Items from a dataset:
··········

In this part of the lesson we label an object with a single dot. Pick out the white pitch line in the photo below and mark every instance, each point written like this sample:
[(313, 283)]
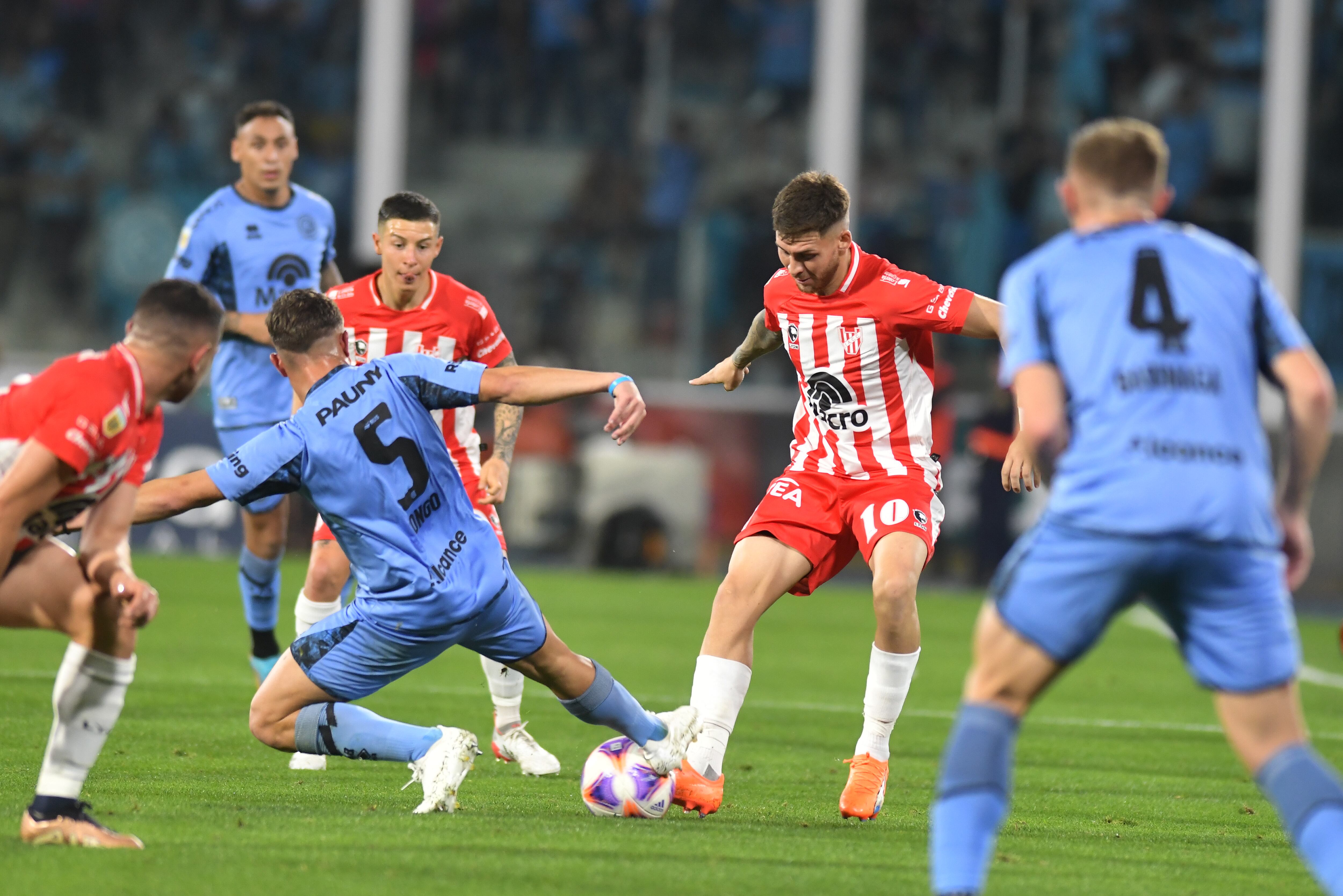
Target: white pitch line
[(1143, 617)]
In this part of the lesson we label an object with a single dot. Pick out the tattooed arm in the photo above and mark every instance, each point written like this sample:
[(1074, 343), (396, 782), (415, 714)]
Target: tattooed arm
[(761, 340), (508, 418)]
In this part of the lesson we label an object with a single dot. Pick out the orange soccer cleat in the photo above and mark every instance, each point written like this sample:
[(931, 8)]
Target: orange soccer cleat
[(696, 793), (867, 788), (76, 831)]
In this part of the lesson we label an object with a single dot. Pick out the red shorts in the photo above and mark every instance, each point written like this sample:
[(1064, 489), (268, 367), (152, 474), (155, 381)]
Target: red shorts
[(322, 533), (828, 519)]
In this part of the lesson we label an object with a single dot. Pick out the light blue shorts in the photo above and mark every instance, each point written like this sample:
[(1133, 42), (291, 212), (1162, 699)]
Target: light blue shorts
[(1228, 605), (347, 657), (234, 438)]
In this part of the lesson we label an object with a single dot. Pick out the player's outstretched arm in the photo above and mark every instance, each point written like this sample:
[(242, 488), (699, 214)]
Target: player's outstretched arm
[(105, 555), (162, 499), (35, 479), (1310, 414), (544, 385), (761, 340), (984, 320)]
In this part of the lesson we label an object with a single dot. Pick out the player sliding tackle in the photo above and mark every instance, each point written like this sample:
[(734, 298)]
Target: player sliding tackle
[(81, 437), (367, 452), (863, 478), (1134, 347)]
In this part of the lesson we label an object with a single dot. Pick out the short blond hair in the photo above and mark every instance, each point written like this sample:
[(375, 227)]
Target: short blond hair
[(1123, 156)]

··········

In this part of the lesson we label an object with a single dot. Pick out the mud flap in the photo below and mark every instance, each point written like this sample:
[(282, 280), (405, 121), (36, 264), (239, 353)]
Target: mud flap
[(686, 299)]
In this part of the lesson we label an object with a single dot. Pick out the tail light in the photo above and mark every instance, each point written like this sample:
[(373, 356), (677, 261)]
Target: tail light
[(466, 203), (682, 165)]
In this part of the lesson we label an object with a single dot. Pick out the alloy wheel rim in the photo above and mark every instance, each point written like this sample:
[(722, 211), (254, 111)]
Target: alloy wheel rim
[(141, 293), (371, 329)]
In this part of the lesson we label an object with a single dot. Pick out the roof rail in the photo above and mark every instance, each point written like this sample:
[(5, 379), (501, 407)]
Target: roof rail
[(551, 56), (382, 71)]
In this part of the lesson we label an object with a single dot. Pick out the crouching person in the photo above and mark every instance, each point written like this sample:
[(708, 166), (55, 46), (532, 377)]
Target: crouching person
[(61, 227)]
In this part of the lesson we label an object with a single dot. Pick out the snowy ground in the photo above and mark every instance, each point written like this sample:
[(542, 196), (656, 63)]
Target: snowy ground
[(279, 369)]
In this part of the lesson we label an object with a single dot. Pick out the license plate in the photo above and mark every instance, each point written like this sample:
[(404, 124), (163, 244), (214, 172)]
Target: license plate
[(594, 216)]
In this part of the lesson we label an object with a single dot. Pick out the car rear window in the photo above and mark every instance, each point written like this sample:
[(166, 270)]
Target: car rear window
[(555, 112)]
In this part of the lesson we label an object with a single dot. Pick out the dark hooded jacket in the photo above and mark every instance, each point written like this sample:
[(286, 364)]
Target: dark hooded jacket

··········

Reproduce verbatim the lines of the records above that begin with the line containing "out the car" and end with the line containing "Target: dark hooded jacket", including both of those lines.

● Written solution:
In this part of the lesson we label an object with a single dot. Pick out the car rear window in the photo above and mark every instance, each point written like this sample:
[(166, 270)]
Target: car rear window
[(555, 112)]
In this part of the lesson we label an object with a single dot. Pick out the dark hooded jacket in the photo above and mark every instance, each point written like this sample:
[(286, 364)]
Target: dark hooded jacket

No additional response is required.